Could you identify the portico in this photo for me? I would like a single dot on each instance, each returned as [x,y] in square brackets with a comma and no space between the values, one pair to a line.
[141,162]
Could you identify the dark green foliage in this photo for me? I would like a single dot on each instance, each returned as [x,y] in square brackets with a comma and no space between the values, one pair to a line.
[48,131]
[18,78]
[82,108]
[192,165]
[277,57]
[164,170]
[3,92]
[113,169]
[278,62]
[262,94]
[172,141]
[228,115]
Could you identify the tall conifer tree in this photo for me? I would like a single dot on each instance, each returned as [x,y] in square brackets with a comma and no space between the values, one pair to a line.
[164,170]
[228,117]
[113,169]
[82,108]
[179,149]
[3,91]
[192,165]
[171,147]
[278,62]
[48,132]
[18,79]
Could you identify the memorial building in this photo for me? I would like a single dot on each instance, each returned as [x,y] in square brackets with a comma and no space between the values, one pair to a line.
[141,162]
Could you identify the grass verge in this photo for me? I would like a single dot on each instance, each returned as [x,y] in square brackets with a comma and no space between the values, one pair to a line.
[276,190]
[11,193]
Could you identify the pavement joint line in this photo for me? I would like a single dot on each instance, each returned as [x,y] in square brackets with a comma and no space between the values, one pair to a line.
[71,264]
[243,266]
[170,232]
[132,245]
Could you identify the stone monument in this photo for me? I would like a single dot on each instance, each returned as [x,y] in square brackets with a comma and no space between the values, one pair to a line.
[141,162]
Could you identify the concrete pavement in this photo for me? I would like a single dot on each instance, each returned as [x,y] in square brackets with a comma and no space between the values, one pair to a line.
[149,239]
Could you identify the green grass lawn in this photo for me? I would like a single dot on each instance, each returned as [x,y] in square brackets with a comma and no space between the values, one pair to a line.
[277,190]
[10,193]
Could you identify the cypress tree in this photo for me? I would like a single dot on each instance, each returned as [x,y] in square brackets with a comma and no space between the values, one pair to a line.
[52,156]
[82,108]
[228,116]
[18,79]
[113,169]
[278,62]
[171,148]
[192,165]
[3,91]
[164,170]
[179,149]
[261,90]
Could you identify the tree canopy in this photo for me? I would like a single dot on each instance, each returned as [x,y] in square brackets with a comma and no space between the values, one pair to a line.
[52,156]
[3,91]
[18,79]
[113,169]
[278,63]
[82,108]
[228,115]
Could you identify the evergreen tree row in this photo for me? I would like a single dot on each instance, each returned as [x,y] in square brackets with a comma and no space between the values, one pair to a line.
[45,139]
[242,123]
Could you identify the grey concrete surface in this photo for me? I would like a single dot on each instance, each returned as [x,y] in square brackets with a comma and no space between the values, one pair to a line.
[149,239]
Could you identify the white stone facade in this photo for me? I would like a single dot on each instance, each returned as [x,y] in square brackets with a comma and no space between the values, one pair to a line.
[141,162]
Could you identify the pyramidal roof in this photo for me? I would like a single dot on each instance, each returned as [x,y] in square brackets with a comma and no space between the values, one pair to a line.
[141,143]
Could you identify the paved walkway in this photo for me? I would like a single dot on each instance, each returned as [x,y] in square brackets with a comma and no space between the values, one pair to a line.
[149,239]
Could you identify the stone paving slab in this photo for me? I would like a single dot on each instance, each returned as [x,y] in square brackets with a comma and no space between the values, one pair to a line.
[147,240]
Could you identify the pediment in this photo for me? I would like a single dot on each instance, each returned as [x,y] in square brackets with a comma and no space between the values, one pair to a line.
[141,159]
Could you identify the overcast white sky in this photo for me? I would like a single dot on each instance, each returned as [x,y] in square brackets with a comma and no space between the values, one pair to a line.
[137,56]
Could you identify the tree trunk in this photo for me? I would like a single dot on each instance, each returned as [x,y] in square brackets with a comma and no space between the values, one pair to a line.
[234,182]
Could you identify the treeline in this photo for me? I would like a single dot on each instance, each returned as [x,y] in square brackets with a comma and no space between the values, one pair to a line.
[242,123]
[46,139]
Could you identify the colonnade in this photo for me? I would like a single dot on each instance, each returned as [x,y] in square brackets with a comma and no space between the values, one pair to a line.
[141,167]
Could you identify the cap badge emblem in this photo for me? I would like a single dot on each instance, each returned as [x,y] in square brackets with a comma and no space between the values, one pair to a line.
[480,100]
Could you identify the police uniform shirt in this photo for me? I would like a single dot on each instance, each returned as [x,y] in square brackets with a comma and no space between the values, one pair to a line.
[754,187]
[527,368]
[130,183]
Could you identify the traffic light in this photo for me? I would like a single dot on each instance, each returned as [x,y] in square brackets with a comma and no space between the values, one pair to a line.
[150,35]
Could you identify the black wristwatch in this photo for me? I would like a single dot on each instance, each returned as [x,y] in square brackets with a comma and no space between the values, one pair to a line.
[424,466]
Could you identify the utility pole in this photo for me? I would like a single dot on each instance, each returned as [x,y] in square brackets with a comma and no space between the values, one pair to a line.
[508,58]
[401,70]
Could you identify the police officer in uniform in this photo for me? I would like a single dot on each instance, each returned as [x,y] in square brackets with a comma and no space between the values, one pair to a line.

:::::

> **What is expected**
All lines from the one containing "Could you identify the black" through the final line of the listing above are to be reproduced exactly; include both and add nothing.

> **Exercise output**
Could you identify the black wristwatch in this photo for me? I would like a single dot on each instance, each returned as [x,y] in square brackets with a comma and no space between the values, one pair to a line.
[424,466]
Could you identify the utility pole in this photo for me? I would like a single dot on each instance, each returned as [x,y] in square brackets with a comma and no space between the values, one pair to a line.
[508,58]
[401,70]
Could you identify the police officer in uniform in this photo for me? I would like a single dot on each instance, each returned as [x,y] in square brackets with a comma and no space between the values, one pair to a line.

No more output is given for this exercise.